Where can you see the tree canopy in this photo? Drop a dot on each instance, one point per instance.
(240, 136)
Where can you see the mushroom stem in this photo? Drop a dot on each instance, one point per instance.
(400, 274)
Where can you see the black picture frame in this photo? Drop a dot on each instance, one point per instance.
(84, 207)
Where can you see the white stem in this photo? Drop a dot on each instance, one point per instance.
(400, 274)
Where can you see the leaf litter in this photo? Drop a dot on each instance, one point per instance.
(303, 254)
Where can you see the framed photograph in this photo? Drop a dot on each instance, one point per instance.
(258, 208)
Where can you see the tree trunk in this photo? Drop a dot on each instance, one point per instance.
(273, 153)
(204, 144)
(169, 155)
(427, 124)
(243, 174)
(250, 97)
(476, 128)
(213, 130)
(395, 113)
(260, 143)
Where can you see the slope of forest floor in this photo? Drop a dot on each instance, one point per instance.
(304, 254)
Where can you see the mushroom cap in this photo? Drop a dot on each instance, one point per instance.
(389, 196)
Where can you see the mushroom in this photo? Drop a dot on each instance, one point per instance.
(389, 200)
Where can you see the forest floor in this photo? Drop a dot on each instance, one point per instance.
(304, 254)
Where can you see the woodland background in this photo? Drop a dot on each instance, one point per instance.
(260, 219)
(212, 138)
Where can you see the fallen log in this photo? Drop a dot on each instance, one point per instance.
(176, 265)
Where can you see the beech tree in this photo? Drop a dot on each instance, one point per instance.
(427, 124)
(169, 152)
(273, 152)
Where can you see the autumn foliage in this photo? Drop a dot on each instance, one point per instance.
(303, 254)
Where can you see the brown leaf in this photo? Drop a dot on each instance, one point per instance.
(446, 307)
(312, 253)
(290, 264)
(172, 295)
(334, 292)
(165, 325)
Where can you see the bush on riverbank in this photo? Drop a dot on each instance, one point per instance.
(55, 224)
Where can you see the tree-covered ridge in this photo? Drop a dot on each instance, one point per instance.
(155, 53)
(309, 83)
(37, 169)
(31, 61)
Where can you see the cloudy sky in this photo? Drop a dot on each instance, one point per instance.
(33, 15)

....

Work item: From the first line to the last, return the listing exactly.

Completed exercise:
Where can you see the tree canopy in this photo? Drop a dot on each instance, one point per instance.
(240, 136)
Where can you see the mushroom stem in this photo? Drop a dot on each instance, one point per instance.
(400, 274)
Where can you see the black picture frame in this photo? Drop a dot on each instance, one point per instance.
(84, 207)
Where can you see the white stem in this photo? Drop a dot on each instance, one point per instance.
(400, 274)
Where can you see the leaf litter in this photo? Drop a dot on each instance, one point per instance.
(303, 254)
Where can you see the framed photograph in this photo? Drop a dot on each instance, one point per instance.
(258, 208)
Where can you see the tree trunk in this photo? Drop a dot on each instance, one point per instance.
(273, 153)
(204, 144)
(169, 155)
(427, 124)
(243, 174)
(250, 97)
(476, 128)
(213, 130)
(395, 113)
(260, 143)
Where can you see the slope of forest floor in this photo? Drop a dot on each instance, one point per instance.
(304, 254)
Where can you see the mushroom cap in this photo? Drop a dot on each instance, one point per instance.
(389, 196)
Where can you see the mushroom in this photo? Drop a dot on each instance, one point per instance.
(389, 200)
Where can you see the forest floor in this photo? Drop a dot on each instance, one point per instance.
(304, 254)
Where can you see the woodland background in this photo? Drop a dot on each instance, one point per instance.
(260, 219)
(212, 138)
Where can you see the fallen log in this photo? Drop a dot on each instance, one point per instance.
(176, 265)
Where can you see the beech tree in this photo? Drop a dot on each instance, one point per instance.
(427, 124)
(169, 152)
(273, 152)
Where can you see the autumn foliage in this photo? Drop a dot on each instance, one point per instance.
(303, 254)
Where can you see the brown leaf in this photo? Drop a dot on each instance, one point per instance.
(446, 307)
(312, 253)
(290, 264)
(172, 295)
(334, 292)
(165, 325)
Where can you see the bush on riverbank in this photo? Drop a dot on each instance, one point per instance.
(55, 224)
Where can you see the tree-covered ridge in this photo? Drop a dot on each instance, one point per instance.
(155, 53)
(309, 83)
(37, 169)
(31, 61)
Where can you see the cloudy sky in this photo? Drop a dot on each instance, one point per instance.
(33, 15)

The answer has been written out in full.